DATA RECORDS ::
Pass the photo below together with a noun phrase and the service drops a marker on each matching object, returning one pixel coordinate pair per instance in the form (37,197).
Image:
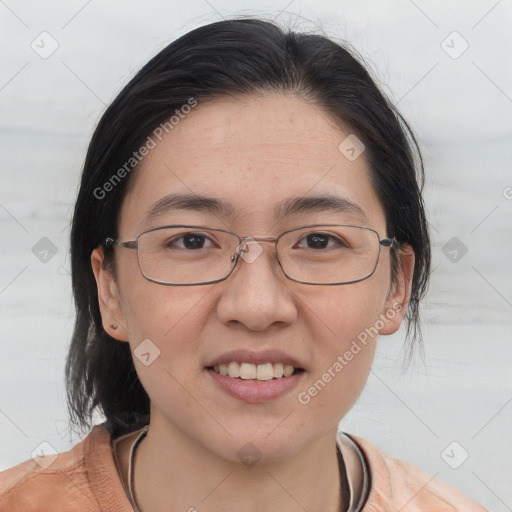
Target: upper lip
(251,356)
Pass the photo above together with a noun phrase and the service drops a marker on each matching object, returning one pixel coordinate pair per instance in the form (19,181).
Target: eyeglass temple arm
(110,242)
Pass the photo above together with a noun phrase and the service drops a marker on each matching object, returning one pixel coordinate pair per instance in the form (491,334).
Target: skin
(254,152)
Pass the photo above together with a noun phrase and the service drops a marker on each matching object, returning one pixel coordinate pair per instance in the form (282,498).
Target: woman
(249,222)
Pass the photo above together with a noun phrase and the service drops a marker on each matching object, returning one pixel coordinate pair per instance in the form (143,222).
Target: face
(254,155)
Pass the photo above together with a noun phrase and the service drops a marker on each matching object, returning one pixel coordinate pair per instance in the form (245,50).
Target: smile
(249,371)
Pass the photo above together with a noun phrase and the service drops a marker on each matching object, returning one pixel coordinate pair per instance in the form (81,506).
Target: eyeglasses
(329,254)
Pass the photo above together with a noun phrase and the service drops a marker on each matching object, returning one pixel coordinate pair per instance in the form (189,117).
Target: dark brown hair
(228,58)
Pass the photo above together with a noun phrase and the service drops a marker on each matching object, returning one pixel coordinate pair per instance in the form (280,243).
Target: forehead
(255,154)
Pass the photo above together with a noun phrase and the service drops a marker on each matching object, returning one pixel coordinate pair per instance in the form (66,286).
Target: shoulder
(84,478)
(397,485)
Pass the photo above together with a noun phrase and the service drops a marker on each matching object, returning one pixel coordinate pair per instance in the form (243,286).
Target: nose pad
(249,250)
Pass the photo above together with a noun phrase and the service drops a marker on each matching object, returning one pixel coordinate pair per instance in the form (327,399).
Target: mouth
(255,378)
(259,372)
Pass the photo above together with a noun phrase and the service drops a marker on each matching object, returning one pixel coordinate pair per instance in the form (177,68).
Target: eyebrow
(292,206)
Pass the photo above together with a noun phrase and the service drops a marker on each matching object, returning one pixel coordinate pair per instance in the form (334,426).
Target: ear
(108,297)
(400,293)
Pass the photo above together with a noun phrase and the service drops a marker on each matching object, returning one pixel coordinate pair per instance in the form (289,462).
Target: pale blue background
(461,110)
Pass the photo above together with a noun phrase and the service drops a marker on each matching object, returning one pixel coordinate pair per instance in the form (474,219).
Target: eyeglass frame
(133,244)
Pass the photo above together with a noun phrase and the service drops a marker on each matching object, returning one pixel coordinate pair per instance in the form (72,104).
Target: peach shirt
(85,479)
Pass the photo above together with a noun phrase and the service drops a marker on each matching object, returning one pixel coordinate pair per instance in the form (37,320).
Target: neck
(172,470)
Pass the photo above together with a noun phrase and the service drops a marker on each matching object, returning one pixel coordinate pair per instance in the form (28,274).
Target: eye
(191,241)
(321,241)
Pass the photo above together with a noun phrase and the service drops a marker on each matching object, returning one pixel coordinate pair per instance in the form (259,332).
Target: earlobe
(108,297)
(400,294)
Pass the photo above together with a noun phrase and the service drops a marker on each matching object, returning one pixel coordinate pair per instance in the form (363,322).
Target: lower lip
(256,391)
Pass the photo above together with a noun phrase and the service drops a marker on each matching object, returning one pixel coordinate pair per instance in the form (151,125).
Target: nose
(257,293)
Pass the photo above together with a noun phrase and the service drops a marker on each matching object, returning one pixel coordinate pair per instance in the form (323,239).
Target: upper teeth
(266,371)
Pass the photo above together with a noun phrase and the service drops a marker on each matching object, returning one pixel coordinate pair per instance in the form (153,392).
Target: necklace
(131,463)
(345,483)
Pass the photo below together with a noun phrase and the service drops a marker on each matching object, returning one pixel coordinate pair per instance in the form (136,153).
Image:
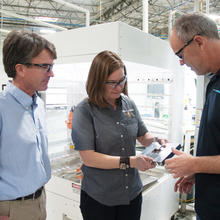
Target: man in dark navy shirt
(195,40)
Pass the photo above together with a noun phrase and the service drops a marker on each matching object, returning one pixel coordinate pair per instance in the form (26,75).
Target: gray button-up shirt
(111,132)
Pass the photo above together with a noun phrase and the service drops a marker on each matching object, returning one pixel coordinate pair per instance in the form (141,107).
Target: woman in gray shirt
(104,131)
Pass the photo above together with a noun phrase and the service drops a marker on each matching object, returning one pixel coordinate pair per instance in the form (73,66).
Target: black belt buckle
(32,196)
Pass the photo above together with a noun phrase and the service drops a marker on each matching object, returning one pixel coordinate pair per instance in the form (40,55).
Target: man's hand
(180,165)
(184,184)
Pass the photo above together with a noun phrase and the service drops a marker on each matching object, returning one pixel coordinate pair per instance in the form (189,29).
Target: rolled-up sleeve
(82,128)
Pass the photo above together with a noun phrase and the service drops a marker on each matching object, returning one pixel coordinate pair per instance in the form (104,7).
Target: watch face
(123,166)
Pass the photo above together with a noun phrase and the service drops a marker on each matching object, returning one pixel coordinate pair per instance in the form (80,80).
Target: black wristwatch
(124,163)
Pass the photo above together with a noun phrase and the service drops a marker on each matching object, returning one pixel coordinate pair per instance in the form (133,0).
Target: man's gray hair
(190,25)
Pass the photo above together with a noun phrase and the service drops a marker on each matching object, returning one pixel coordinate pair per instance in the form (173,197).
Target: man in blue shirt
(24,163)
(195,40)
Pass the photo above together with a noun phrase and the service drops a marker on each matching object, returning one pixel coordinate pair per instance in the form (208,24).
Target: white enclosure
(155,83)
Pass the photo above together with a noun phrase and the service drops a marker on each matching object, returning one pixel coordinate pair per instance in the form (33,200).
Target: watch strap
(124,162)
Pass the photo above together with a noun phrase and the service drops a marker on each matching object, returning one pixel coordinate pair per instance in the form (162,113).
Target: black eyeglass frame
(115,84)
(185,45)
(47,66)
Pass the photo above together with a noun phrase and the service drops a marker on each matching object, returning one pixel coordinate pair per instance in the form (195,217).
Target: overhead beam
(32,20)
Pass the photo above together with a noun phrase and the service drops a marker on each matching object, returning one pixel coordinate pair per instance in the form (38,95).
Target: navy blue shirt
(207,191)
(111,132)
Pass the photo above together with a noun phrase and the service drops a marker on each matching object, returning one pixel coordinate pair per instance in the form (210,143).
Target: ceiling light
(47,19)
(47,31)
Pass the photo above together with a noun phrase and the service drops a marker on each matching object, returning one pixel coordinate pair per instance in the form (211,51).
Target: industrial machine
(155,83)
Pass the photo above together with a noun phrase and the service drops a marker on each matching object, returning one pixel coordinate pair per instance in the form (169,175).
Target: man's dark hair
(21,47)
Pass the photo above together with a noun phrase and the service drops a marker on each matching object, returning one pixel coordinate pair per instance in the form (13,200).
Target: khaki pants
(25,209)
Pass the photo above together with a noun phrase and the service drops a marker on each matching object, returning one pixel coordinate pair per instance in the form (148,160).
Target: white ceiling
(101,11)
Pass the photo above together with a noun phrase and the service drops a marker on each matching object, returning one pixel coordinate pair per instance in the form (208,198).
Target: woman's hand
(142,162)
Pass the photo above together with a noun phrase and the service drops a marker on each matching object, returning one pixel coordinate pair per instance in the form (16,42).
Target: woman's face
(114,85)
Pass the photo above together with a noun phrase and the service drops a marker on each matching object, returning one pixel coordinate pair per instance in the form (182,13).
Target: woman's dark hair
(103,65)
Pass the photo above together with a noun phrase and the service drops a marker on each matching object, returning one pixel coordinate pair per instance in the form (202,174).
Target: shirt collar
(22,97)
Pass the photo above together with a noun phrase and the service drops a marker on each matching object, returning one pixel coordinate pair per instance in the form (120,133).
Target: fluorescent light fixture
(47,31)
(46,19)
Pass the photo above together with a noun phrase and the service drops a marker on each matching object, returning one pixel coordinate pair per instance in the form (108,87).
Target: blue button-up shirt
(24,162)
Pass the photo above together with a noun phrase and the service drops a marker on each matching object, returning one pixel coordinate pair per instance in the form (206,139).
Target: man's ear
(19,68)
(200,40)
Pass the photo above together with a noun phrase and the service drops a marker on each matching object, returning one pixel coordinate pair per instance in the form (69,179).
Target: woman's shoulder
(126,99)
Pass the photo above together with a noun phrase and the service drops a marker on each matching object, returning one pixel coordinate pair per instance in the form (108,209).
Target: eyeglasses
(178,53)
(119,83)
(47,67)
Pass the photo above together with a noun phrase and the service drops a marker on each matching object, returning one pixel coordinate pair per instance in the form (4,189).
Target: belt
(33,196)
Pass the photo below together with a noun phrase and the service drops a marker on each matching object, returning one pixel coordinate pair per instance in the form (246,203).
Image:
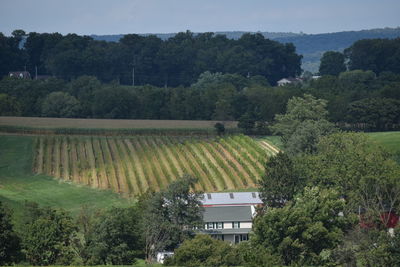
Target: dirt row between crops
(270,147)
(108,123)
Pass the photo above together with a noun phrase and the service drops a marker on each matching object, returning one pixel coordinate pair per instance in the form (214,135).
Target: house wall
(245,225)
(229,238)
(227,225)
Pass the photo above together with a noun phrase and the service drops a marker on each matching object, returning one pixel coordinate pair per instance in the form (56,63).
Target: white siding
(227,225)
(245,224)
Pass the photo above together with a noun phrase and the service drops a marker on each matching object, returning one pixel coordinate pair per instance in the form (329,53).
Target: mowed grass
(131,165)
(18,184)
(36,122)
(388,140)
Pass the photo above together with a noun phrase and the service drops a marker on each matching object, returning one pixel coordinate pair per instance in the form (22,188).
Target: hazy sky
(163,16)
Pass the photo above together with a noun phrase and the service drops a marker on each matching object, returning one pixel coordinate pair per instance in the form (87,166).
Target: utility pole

EXERCISE ::
Give back exactly the lines that run from the line with "the form (56,63)." through the close of the material, counting both ends, and nothing more.

ANSWER TO THIS PROBLEM ::
Pass the photo above together with a noun phrase and the service drops a marker on each matching object, returning one pixel coordinate pair per instance in the form (56,63).
Target: white siding
(227,225)
(245,224)
Pass the photo above together with a noun phrase and the service drops a marker on each matching object, returning one pixel coordinate pair per instance in the form (329,53).
Target: mowed grass
(131,165)
(18,184)
(36,122)
(388,140)
Pass the photo above together with a noun phrase and the service drops a marker on each matching object, returning one pixel coordinate pair per instance in the form (22,188).
Target: hazy sky
(163,16)
Pass the photo above together with a noun phrase and the service drops a marker on each matching object, returning one pixel coordinate pair per instance in the form (87,166).
Target: utility pole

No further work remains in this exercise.